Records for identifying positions

────────────────────────────────────────

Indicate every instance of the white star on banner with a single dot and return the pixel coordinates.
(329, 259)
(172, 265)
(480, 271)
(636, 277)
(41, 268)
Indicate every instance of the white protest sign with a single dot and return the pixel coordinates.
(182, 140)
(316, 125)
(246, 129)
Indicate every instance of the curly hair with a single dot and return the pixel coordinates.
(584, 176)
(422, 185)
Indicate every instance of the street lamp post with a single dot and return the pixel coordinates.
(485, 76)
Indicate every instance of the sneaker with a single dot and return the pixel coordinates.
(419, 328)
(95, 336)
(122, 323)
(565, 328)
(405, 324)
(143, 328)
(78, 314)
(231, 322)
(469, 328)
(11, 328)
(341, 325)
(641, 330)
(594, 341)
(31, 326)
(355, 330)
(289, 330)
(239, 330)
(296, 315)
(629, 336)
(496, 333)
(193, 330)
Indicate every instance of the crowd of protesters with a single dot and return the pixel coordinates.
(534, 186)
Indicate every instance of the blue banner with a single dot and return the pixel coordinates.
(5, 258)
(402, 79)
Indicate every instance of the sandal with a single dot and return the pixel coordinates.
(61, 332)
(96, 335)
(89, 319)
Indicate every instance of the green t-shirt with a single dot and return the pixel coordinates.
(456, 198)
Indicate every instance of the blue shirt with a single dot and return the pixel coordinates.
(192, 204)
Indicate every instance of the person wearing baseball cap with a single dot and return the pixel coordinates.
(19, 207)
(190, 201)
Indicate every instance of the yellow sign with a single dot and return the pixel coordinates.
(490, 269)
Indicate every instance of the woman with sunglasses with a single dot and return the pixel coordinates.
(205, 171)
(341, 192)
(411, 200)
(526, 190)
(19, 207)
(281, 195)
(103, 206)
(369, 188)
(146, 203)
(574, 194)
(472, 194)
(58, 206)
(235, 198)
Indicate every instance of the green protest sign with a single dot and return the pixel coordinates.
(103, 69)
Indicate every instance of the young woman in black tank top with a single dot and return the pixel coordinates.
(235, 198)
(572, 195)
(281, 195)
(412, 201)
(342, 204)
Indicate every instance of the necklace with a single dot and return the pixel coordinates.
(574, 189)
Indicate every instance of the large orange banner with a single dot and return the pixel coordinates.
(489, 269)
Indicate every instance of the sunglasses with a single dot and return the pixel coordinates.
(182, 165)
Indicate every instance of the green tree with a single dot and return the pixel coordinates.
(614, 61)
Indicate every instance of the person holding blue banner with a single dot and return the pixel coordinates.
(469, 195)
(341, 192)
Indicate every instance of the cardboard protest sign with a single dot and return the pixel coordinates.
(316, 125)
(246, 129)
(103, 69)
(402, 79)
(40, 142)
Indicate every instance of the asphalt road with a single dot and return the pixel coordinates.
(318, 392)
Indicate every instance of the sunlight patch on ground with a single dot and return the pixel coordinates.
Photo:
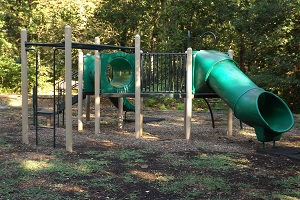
(34, 165)
(103, 142)
(151, 176)
(70, 188)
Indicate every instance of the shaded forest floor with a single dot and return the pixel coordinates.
(159, 165)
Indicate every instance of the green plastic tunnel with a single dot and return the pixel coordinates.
(263, 110)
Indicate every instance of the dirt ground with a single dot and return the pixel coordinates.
(165, 135)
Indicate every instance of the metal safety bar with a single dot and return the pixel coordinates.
(163, 72)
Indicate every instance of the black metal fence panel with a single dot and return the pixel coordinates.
(163, 72)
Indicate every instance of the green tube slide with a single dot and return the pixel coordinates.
(263, 110)
(117, 76)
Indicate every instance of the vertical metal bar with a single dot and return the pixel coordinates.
(80, 92)
(24, 86)
(36, 99)
(97, 87)
(68, 80)
(188, 111)
(138, 114)
(229, 110)
(55, 108)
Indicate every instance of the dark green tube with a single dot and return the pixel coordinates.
(266, 112)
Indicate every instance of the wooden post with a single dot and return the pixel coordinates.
(24, 86)
(229, 110)
(138, 114)
(120, 113)
(68, 80)
(189, 94)
(80, 90)
(97, 88)
(88, 109)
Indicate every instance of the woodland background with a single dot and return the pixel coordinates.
(264, 34)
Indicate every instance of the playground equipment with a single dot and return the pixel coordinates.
(194, 74)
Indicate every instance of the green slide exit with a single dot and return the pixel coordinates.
(263, 110)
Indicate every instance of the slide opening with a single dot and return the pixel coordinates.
(119, 72)
(275, 112)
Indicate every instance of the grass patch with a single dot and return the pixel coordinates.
(216, 162)
(194, 185)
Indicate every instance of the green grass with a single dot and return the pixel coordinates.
(215, 162)
(114, 173)
(195, 185)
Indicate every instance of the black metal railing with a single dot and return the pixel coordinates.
(163, 72)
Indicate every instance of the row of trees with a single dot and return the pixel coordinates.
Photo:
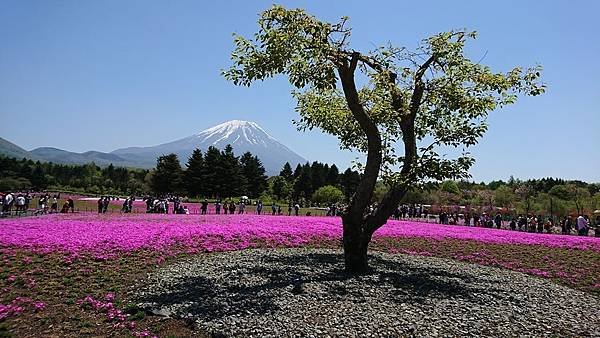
(547, 196)
(306, 180)
(26, 174)
(213, 174)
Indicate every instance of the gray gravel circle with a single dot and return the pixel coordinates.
(304, 293)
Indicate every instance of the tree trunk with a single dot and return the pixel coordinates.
(356, 243)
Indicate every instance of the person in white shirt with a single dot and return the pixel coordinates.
(582, 225)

────────────────────────────────────────

== PROBLEM DESCRIPTION ==
Convert the lines above into a JSON list of strings, with one string for each line and blank lines omitted. Leave the pictures out of the answer.

== EXERCISE RESPONSE ==
[
  "Indicate every instance of the white star on banner with a single dot and return the pixel coordinates.",
  "(329, 259)",
  "(172, 265)",
  "(480, 271)",
  "(636, 277)",
  "(41, 268)",
  "Indicate every instance of the white protest sign with a single dot and return the pixel coordinates.",
  "(182, 140)",
  "(316, 125)",
  "(246, 129)",
  "Indicate every instance of the curly hair with a single dot and return the pixel coordinates.",
  "(584, 176)",
  "(422, 185)",
  "Indicate every instance of the street lamp post with a single dot and return the pixel coordinates.",
  "(485, 76)",
  "Indicate every instance of the sneaker with a single dot and return the pixel coordinates.",
  "(419, 328)",
  "(95, 336)",
  "(122, 323)",
  "(565, 328)",
  "(405, 324)",
  "(143, 328)",
  "(78, 314)",
  "(231, 322)",
  "(469, 328)",
  "(11, 328)",
  "(341, 325)",
  "(641, 330)",
  "(594, 341)",
  "(31, 326)",
  "(355, 330)",
  "(289, 330)",
  "(239, 330)",
  "(296, 315)",
  "(629, 336)",
  "(496, 333)",
  "(193, 330)",
  "Indicate every instance of the crowd of protesters with a single dot and return the pixel coordinates.",
  "(534, 186)",
  "Indicate every instance of the blue banner with a single dot and return the pixel coordinates.",
  "(5, 258)",
  "(402, 79)",
  "Indicate every instance of the sandal with a single dot and return the pixel coordinates.",
  "(61, 332)",
  "(96, 335)",
  "(89, 319)",
  "Indicate every instance of the green t-shirt with a single dot and return the pixel coordinates.",
  "(456, 198)",
  "Indicate every instance of the blue shirt with a single dot and return the pixel coordinates.",
  "(192, 204)",
  "Indicate every instance of the person wearing baseball cap with a single dot and return the pixel coordinates.",
  "(19, 207)",
  "(190, 201)",
  "Indicate every instance of the yellow sign with a single dot and return the pixel coordinates.",
  "(490, 269)",
  "Indicate every instance of the woman with sunglasses with a single dot and return the pixel coordinates.",
  "(205, 171)",
  "(341, 192)",
  "(411, 200)",
  "(526, 190)",
  "(19, 207)",
  "(281, 195)",
  "(103, 206)",
  "(369, 188)",
  "(146, 203)",
  "(574, 194)",
  "(472, 194)",
  "(58, 206)",
  "(235, 198)",
  "Indicate every instance of the green protest sign with a single dot and return the pixel coordinates.",
  "(103, 69)",
  "Indicate every instance of the young woman in black tank top with a single dot and return the pixel coordinates.",
  "(235, 198)",
  "(572, 195)",
  "(281, 195)",
  "(412, 201)",
  "(342, 204)",
  "Indicate every instance of the necklace with a single dot and return the pixel coordinates.",
  "(574, 189)",
  "Indicate every instance of the large orange banner with a single dot and return the pixel coordinates.",
  "(489, 269)",
  "Indicate every instance of the sunglasses with a single dot and return the pixel coordinates.",
  "(182, 165)",
  "Indicate every instance of the green tree with a single dot and return the pixel coordinates.",
  "(614, 61)",
  "Indicate every instance of the person holding blue banner with a single dot and return the pixel coordinates.",
  "(469, 195)",
  "(341, 192)",
  "Indicate every instance of the cardboard protest sign with a single dot and return the pixel coordinates.",
  "(316, 125)",
  "(246, 129)",
  "(103, 69)",
  "(402, 79)",
  "(40, 142)",
  "Indicate every instance of the asphalt road with a single dot and return the pixel coordinates.",
  "(318, 392)",
  "Indicate every instance of the sunlight patch on ground with a single dot and return the pixel coordinates.",
  "Photo:",
  "(34, 165)",
  "(103, 142)",
  "(151, 176)",
  "(70, 188)",
  "Indicate every instance of the shaded forest floor with a single dot and return the pixel coordinates.",
  "(159, 165)",
  "Indicate every instance of the green plastic tunnel with a single dot and return the pixel coordinates.",
  "(263, 110)",
  "Indicate every instance of the dirt ground with a single dot and return the pixel coordinates.",
  "(165, 135)",
  "Indicate every instance of the metal safety bar with a single dot and return the pixel coordinates.",
  "(163, 72)",
  "Indicate every instance of the black metal fence panel with a single dot and return the pixel coordinates.",
  "(163, 72)",
  "Indicate every instance of the green tube slide with a single dot and return the pixel coordinates.",
  "(263, 110)",
  "(117, 76)",
  "Indicate every instance of the vertical metal bar with a single dot and return the pixel coordinates.",
  "(80, 92)",
  "(24, 86)",
  "(36, 99)",
  "(97, 87)",
  "(68, 80)",
  "(188, 111)",
  "(138, 114)",
  "(229, 110)",
  "(55, 108)",
  "Indicate every instance of the dark green tube with a single dot and return the pixel coordinates.",
  "(266, 112)",
  "Indicate every instance of the wooden post with a single dot and return the pixel coordinates.",
  "(24, 86)",
  "(229, 110)",
  "(138, 114)",
  "(120, 113)",
  "(68, 80)",
  "(189, 94)",
  "(80, 90)",
  "(97, 88)",
  "(88, 109)",
  "Indicate every instance of the woodland background with a single dot and return the pixel coordinates.",
  "(264, 34)",
  "Indicate every instance of the playground equipment with a single dot and return the pixel coordinates.",
  "(194, 74)",
  "Indicate every instance of the green slide exit with a single dot and return the pixel coordinates.",
  "(263, 110)",
  "Indicate every instance of the slide opening with a single dot and return the pixel coordinates.",
  "(119, 72)",
  "(275, 112)",
  "Indicate every instance of the grass patch with a single dot and return the pixel coordinates.",
  "(216, 162)",
  "(194, 185)",
  "Indicate every instance of the green grass with a single dot and return the pixel coordinates.",
  "(215, 162)",
  "(114, 173)",
  "(195, 185)",
  "Indicate every instance of the black metal railing with a single dot and return the pixel coordinates.",
  "(163, 72)",
  "Indicate every instance of the row of trees with a single dot and return the pixel coordinates.",
  "Photo:",
  "(547, 196)",
  "(306, 180)",
  "(26, 174)",
  "(213, 174)",
  "Indicate every instance of the gray gravel circle with a single dot and return the pixel coordinates.",
  "(304, 293)",
  "Indicate every instance of the tree trunk with a single dot and return the pixel coordinates.",
  "(356, 243)",
  "Indicate every instance of the person in white shirt with a single dot and return the pixel coordinates.",
  "(582, 225)"
]